What to do – Only the lines from the line containing "Please segment every instance of the chimney" to the end of the entries should be repeated, exactly as they appear.

A block of data
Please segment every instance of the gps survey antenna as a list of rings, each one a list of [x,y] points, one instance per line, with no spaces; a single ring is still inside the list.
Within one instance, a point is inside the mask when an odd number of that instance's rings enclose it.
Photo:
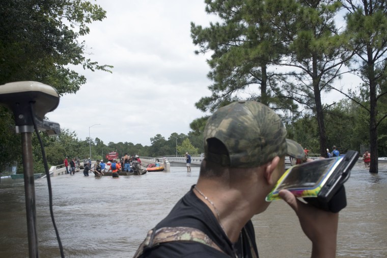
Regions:
[[[44,116],[59,104],[59,95],[52,87],[36,81],[18,81],[0,85],[0,104],[13,112],[16,132],[21,135],[25,209],[30,257],[39,257],[34,182],[32,133],[34,125],[50,135],[59,134],[59,124]]]

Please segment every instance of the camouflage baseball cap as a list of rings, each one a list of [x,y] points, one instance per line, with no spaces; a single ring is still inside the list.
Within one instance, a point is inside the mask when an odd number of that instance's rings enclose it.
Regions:
[[[205,156],[207,160],[241,168],[260,166],[286,154],[305,159],[301,145],[287,139],[286,134],[280,117],[267,106],[252,101],[233,102],[219,108],[207,121]],[[212,138],[225,145],[227,157],[209,150],[208,140]]]

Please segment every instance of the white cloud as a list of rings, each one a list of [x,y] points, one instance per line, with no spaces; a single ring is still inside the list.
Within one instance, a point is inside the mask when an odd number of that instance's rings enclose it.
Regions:
[[[85,139],[105,144],[128,141],[150,145],[159,133],[187,133],[203,116],[195,103],[208,96],[205,56],[194,53],[190,22],[207,25],[211,17],[203,1],[97,1],[107,11],[91,24],[82,40],[86,52],[113,74],[75,69],[87,79],[75,94],[61,98],[47,114],[62,128]],[[212,17],[213,18],[213,17]]]

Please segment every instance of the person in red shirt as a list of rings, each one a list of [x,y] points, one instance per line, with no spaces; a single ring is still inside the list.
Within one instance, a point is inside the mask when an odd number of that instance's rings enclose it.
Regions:
[[[66,174],[69,174],[69,162],[67,161],[67,157],[66,157],[65,160],[63,161],[63,163],[65,163],[65,166],[66,167]]]
[[[371,163],[371,154],[368,152],[368,151],[366,151],[363,154],[363,161],[364,161],[364,165],[366,167],[370,166],[370,163]]]

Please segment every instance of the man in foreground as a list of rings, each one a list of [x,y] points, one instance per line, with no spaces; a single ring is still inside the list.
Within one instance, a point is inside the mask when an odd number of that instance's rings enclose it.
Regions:
[[[285,154],[305,159],[286,133],[279,117],[258,102],[234,102],[215,112],[204,131],[197,184],[148,233],[135,257],[258,257],[251,219],[270,204],[265,198],[285,171]],[[312,256],[335,257],[338,214],[287,190],[280,195],[311,240]]]

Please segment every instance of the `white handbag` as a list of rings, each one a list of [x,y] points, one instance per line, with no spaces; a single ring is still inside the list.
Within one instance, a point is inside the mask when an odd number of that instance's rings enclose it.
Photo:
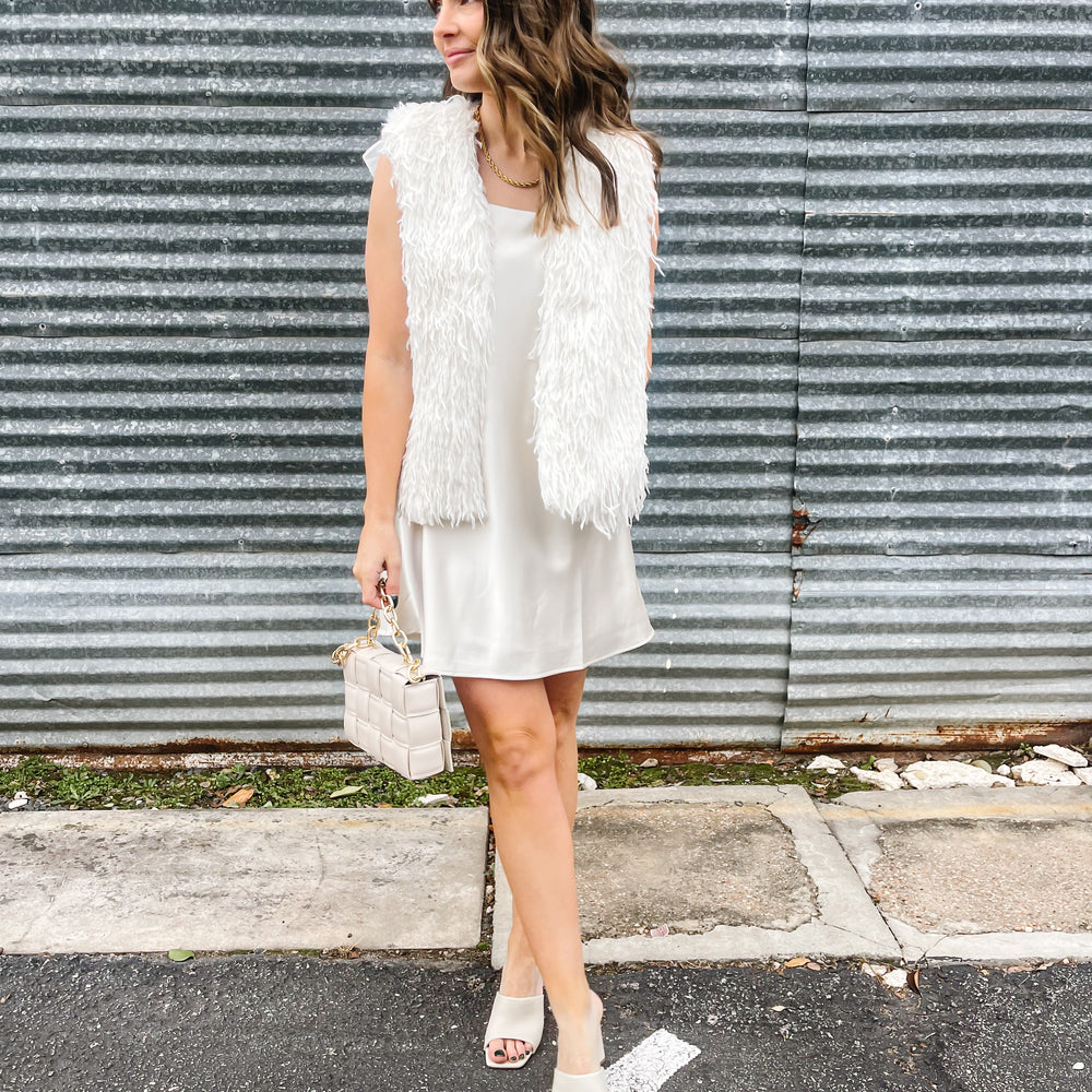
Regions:
[[[423,675],[420,661],[410,654],[394,601],[387,594],[385,569],[379,597],[399,652],[377,640],[379,613],[373,608],[368,632],[339,645],[330,656],[345,675],[345,735],[411,781],[450,773],[455,767],[443,678]]]

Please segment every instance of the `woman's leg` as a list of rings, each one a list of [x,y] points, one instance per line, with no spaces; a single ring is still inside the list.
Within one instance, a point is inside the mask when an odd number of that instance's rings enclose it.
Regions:
[[[543,679],[453,679],[489,782],[497,852],[558,1023],[558,1066],[595,1068],[572,859],[572,828],[557,775],[557,728]],[[555,688],[556,692],[556,688]],[[572,771],[575,791],[575,769]],[[574,804],[574,802],[573,802]]]
[[[554,717],[554,772],[557,775],[570,831],[577,818],[577,713],[580,710],[586,677],[587,668],[582,667],[580,670],[563,672],[543,679],[546,699]],[[508,951],[500,975],[500,993],[509,997],[530,997],[538,992],[541,984],[542,978],[531,952],[531,942],[527,940],[523,919],[513,904],[512,930],[508,935]],[[494,1054],[494,1057],[505,1056],[511,1059],[530,1049],[530,1044],[519,1038],[496,1038],[486,1045],[486,1049],[502,1052],[501,1055]]]
[[[569,829],[577,820],[577,713],[584,695],[587,668],[563,672],[543,679],[546,700],[554,716],[554,771],[561,793],[561,803],[569,817]],[[511,971],[511,977],[508,972]],[[512,909],[512,931],[508,937],[508,954],[501,976],[501,993],[512,997],[526,997],[538,988],[531,945],[518,911]]]

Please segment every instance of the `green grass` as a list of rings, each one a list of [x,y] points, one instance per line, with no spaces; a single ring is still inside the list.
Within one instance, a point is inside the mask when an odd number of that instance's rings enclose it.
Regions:
[[[874,756],[875,757],[875,756]],[[658,785],[800,785],[820,799],[845,792],[867,790],[850,773],[828,774],[805,770],[810,760],[773,765],[764,762],[689,762],[641,767],[625,755],[582,758],[579,768],[600,788],[640,788]],[[870,765],[871,761],[866,764]],[[347,786],[359,791],[344,796],[332,793]],[[387,767],[349,769],[317,767],[294,769],[236,765],[221,770],[190,770],[146,774],[99,771],[87,764],[62,767],[28,756],[11,770],[0,770],[0,796],[23,790],[39,805],[69,808],[202,808],[218,807],[240,788],[252,788],[248,808],[293,807],[412,807],[416,797],[447,793],[459,807],[488,803],[485,771],[477,765],[458,767],[452,773],[410,782]]]

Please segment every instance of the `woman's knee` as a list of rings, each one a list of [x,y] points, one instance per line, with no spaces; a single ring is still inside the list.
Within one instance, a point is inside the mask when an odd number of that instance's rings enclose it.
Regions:
[[[490,780],[519,787],[553,770],[555,725],[541,682],[454,681]]]
[[[553,775],[555,747],[553,732],[506,725],[488,733],[488,773],[507,788],[520,788]]]

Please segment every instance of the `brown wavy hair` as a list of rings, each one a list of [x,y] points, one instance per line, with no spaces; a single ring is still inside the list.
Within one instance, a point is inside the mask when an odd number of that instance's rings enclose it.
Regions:
[[[435,13],[439,0],[427,0]],[[535,232],[573,226],[565,192],[567,150],[579,152],[602,179],[601,222],[618,221],[618,183],[610,161],[587,139],[590,129],[643,138],[655,166],[656,189],[663,149],[630,116],[629,67],[595,25],[595,0],[483,0],[485,20],[477,43],[482,76],[508,120],[508,92],[519,103],[525,146],[542,164],[542,201]],[[443,97],[462,94],[444,80]],[[479,94],[468,94],[479,102]]]

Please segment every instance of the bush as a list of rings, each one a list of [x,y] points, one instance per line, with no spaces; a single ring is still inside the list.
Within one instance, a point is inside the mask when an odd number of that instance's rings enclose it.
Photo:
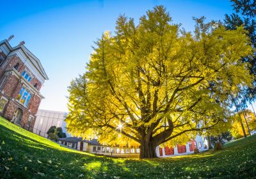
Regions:
[[[58,137],[58,136],[56,134],[55,134],[54,133],[50,133],[48,135],[48,138],[50,139],[51,140],[55,141],[59,137]]]
[[[221,150],[223,148],[223,146],[221,143],[216,143],[214,145],[214,151]]]
[[[199,150],[197,148],[194,149],[194,153],[199,153]]]
[[[54,133],[56,128],[56,127],[55,125],[51,127],[48,130],[47,134],[49,134],[51,133]]]

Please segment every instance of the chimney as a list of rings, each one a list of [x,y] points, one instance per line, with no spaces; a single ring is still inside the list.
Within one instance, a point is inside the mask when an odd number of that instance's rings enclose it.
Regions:
[[[8,39],[7,39],[7,41],[8,42],[10,42],[10,40],[11,40],[14,37],[14,35],[11,35],[9,38],[8,38]]]
[[[20,44],[19,44],[19,45],[24,45],[25,44],[25,42],[24,41],[22,41],[22,42],[20,42]]]

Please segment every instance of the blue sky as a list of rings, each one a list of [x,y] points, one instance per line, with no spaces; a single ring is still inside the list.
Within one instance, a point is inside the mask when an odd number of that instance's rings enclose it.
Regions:
[[[24,40],[40,59],[49,80],[41,90],[45,98],[40,108],[67,111],[67,86],[84,72],[93,42],[105,31],[115,31],[118,15],[138,22],[147,10],[159,4],[187,31],[194,29],[192,17],[223,20],[233,12],[229,0],[2,0],[0,40],[14,35],[12,46]]]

The completed task –
Please segment every instance of the chimney as a list of rings, each one a list of [x,y] points, one instance per line, with no spaces; a single ring is still inside the list.
Within one instance, a point is inside the mask when an odd number of that instance's rings enclose it.
Regions:
[[[8,39],[7,39],[7,41],[8,42],[10,42],[10,40],[11,40],[14,37],[14,35],[11,35],[9,38],[8,38]]]
[[[20,44],[19,44],[19,45],[24,45],[25,44],[25,42],[24,41],[22,41],[22,42],[20,42]]]

Please segment every instance of the blue sky as a list of rings, each one a list of [x,y] points, one instance per line, with no spaces; a single ring is still inside the list.
Within one instance, a point is inside the mask when an odd number of that instance's rings enclose it.
Regions:
[[[24,40],[40,59],[49,80],[41,90],[45,98],[40,108],[67,111],[67,86],[84,72],[93,42],[105,31],[115,31],[118,15],[138,22],[147,10],[159,4],[187,31],[194,29],[192,17],[223,20],[233,12],[229,0],[2,0],[0,40],[14,35],[12,46]]]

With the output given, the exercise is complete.